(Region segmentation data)
-----
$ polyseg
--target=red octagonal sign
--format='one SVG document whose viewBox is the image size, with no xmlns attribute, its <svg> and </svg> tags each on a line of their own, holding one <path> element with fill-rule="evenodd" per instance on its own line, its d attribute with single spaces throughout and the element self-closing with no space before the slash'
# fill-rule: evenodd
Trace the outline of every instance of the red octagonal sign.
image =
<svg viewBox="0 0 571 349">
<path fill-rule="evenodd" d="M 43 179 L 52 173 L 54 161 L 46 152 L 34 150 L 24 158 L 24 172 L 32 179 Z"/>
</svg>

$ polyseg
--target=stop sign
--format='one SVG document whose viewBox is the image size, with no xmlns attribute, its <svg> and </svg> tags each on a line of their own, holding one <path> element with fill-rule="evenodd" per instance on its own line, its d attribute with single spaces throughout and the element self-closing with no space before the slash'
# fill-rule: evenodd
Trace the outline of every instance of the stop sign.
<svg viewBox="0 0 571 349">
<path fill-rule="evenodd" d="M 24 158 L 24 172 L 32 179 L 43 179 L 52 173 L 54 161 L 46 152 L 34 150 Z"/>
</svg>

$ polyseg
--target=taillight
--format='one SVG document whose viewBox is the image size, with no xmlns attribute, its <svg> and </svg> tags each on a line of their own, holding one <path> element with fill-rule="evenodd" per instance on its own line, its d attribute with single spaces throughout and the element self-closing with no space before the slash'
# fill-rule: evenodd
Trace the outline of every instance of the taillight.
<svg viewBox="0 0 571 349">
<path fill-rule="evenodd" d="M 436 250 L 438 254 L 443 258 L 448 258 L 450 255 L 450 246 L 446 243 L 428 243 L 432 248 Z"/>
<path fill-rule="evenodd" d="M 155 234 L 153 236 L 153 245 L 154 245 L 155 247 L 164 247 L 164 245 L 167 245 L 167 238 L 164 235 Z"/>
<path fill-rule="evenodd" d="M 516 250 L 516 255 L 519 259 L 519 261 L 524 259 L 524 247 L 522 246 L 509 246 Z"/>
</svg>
-----
Written problem:
Quote each line above in full, word for word.

Completed exercise:
$ polyseg
--target=red octagonal sign
--format='one SVG document whose viewBox is the image size, with no xmlns attribute, its <svg> and </svg> tags each on a line of their own, holding one <path> element with fill-rule="evenodd" per instance on its own line, its d attribute with single spaces throughout and the element self-closing with no space before the slash'
# fill-rule: evenodd
Trace the outline of every instance of the red octagonal sign.
image =
<svg viewBox="0 0 571 349">
<path fill-rule="evenodd" d="M 43 179 L 52 173 L 54 161 L 46 152 L 34 150 L 24 158 L 24 172 L 32 179 Z"/>
</svg>

$ polyseg
--target=stop sign
--format='one SVG document whose viewBox is the image size, with no xmlns attribute, its <svg> and </svg> tags each on a line of their own, holding one <path> element with fill-rule="evenodd" per instance on its own line, its d attribute with single spaces throughout and the element self-closing with no space before the slash'
# fill-rule: evenodd
Trace the outline of every instance of the stop sign.
<svg viewBox="0 0 571 349">
<path fill-rule="evenodd" d="M 24 158 L 24 172 L 32 179 L 43 179 L 52 173 L 54 161 L 46 152 L 34 150 Z"/>
</svg>

$ polyseg
--target=taillight
--format='one SVG document whose viewBox is the image size, with no xmlns attribute, its <svg> and </svg> tags each on a line of their own, holding one <path> element with fill-rule="evenodd" per instance on its own line, its d attribute with single spaces throughout and the element self-closing with no space before the slash'
# fill-rule: evenodd
Trace the outline of every instance of the taillight.
<svg viewBox="0 0 571 349">
<path fill-rule="evenodd" d="M 436 250 L 438 254 L 443 258 L 448 258 L 450 255 L 450 246 L 446 243 L 428 243 L 432 248 Z"/>
<path fill-rule="evenodd" d="M 155 234 L 153 236 L 153 245 L 154 245 L 155 247 L 164 247 L 164 245 L 167 245 L 167 238 L 164 235 Z"/>
<path fill-rule="evenodd" d="M 516 250 L 516 255 L 519 259 L 519 261 L 524 259 L 524 247 L 522 246 L 509 246 Z"/>
</svg>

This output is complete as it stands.